STATED PROBLEM: Please copy every row below word for word, with no changes.

(Position annotation records)

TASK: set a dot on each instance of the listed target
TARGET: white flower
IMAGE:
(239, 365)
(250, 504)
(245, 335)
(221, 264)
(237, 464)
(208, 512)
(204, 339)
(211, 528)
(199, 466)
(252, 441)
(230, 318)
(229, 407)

RESPONSE FOR THIS EXERCISE:
TASK: set a dot on each instance of the listed target
TARGET: white flower
IMAGE:
(239, 365)
(250, 504)
(245, 335)
(221, 264)
(237, 464)
(208, 512)
(204, 339)
(211, 528)
(199, 466)
(252, 441)
(230, 318)
(229, 407)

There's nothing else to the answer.